◆ What the exercise asks
The answer is all of the data, repeated exactly.

◆ Data records
▬▬▬▬▬▬▬▬▬▬
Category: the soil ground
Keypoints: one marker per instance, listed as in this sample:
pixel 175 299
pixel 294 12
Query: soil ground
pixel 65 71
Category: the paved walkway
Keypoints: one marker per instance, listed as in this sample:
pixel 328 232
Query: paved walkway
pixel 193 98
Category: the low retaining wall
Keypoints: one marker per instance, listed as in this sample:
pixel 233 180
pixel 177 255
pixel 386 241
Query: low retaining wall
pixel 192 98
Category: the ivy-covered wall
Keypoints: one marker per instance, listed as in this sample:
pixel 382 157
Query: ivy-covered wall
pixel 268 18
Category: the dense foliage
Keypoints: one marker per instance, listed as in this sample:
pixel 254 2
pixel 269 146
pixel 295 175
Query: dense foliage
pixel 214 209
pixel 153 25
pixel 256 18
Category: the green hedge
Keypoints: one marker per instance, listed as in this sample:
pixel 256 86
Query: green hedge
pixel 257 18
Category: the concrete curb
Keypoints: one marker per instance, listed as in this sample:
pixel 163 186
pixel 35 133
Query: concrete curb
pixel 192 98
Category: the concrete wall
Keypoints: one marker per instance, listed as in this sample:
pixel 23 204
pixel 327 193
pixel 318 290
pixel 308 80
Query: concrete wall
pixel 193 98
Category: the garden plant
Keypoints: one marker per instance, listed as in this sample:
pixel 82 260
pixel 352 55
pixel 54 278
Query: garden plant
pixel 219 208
▬▬▬▬▬▬▬▬▬▬
◆ Finished exercise
Category: the soil ground
Keypoints: one marker per instance, listed as in this sample:
pixel 175 299
pixel 294 12
Query: soil ground
pixel 65 71
Category: the paved walkway
Keypoints: one marker per instance, listed as in this sample:
pixel 328 232
Query: paved walkway
pixel 193 98
Category: the low retaining wall
Keypoints: one marker per instance, listed as in this sample:
pixel 233 180
pixel 177 255
pixel 386 241
Query: low retaining wall
pixel 192 98
Category: the ivy-covered wall
Keypoints: one marker per instance, listed as in this sample:
pixel 382 157
Query: ivy-covered wall
pixel 268 18
Category: the dense foliage
Keypoints: one marker per instance, listed as in this sample:
pixel 254 2
pixel 269 146
pixel 295 175
Query: dense foliage
pixel 214 209
pixel 153 25
pixel 256 18
Category: the green hedge
Keypoints: one marker per instance, listed as in this sample:
pixel 256 86
Query: green hedge
pixel 257 18
Category: the concrete curb
Keypoints: one marker per instance, listed as in this sample:
pixel 163 186
pixel 35 133
Query: concrete curb
pixel 192 98
Category: the concrete wall
Keypoints: one marker per instance, listed as in this sample:
pixel 23 204
pixel 327 193
pixel 318 290
pixel 308 80
Query: concrete wall
pixel 193 98
Category: the garden plant
Keypoints: one marker per instance, listed as in this sample:
pixel 82 260
pixel 352 55
pixel 54 278
Query: garden plant
pixel 219 208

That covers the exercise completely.